**Text:**
==================================================

Third, the doctrine of “estoppel” bars states from invoking an agreement if they do so after breaching that agreement or without acting in good faith. A nation that has entered an international agreement risks sacrificing its rights under that agreement when it contradicts prior conduct that the second party has relied upon. The other members of the JCPOA and Iran strongly relied on U.S. participation. Since such U.S. participation to implement the JCPOA was explicitly terminated by Trump in 2018, the United States is estopped from asserting a right to invoke the snapback provision, which was built into both the JCPOA and Resolution 2231 on the premise that the United States would continue as a fully credentialed participant, fulfilling its obligations while entitled to exercise a right to punish Iran for violating the deal.

Will U.S. elections affect the imposition of sanctions?

If Trump is reelected, he will likely double down on enforcing the resurrected U.S. sanctions against Iran and follow through with secondary sanctions on states and firms that continue to trade with it. He could moderate the latter by focusing only on arms trade. But the U.S. sanctions policy will be an outlier.

==================================================

**What to work on:**
**A.** Extract the stretch of the snapback passage from "Will U.S. elections" through "be an outlier.", copying it word for word.
**B.** From the snapback passage, list each step it says Trump will likely or could take if reelected.
**C.** Carry on the passage about U.S. sanctions on Iran, starting after its final sentence.

**Given information:**
==================================================

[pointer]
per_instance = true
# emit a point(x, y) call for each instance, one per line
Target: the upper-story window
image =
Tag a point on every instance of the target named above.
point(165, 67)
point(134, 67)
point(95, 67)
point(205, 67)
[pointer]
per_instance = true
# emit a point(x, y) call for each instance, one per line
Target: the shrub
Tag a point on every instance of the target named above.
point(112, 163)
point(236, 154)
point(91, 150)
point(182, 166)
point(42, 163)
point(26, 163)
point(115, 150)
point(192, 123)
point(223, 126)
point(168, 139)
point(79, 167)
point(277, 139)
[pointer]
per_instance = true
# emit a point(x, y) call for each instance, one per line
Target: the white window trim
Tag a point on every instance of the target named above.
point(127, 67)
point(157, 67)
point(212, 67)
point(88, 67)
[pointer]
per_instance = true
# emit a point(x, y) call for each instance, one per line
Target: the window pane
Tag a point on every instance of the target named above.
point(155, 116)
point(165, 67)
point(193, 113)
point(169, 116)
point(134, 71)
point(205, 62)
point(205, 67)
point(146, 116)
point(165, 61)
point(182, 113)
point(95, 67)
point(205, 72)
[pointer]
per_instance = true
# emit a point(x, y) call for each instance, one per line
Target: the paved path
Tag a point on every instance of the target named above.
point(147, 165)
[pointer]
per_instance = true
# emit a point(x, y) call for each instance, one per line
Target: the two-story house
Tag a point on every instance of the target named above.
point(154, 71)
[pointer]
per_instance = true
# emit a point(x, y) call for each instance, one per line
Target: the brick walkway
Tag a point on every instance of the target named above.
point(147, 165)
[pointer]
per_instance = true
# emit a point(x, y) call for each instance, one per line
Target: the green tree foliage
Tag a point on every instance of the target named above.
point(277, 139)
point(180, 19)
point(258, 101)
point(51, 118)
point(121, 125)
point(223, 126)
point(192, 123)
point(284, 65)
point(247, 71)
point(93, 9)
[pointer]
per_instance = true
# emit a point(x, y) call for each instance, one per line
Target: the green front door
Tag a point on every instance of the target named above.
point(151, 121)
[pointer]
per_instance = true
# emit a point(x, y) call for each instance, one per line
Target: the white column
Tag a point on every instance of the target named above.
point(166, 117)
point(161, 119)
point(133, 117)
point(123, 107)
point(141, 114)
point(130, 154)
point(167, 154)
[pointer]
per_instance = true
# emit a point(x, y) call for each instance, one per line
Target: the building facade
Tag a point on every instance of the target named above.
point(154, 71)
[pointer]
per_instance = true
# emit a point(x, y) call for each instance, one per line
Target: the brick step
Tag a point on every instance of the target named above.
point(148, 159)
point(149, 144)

==================================================

**Results of the exercise:**
**A.**
Will U.S. elections affect the imposition of sanctions?

If Trump is reelected, he will likely double down on enforcing the resurrected U.S. sanctions against Iran and follow through with secondary sanctions on states and firms that continue to trade with it. He could moderate the latter by focusing only on arms trade. But the U.S. sanctions policy will be an outlier.

**B.**
- Double down on enforcing the resurrected U.S. sanctions against Iran
- Follow through with secondary sanctions on states and firms that continue to trade with Iran
- Moderate those secondary sanctions by focusing only on arms trade

**C.**
What could happen to the sanctions regime if former Vice President Joe Biden wins the presidency is uncertain. Although strongly critical of Trump’s policy toward the JCPOA and Iran, Biden pledged in a CNN op-ed to “rejoin the international agreement as a starting point for follow-on negotiations. With our allies, we will work to strengthen and extend the nuclear deal’s provisions.” He also promised to “take steps to make sure U.S. sanctions do not hinder Iran’s fight against COVID-19.” It would be politically implausible with foreign leaders and legally suspect to rejoin the JCPOA while maintaining the Trump-imposed sanctions that no one else in the agreement embraces.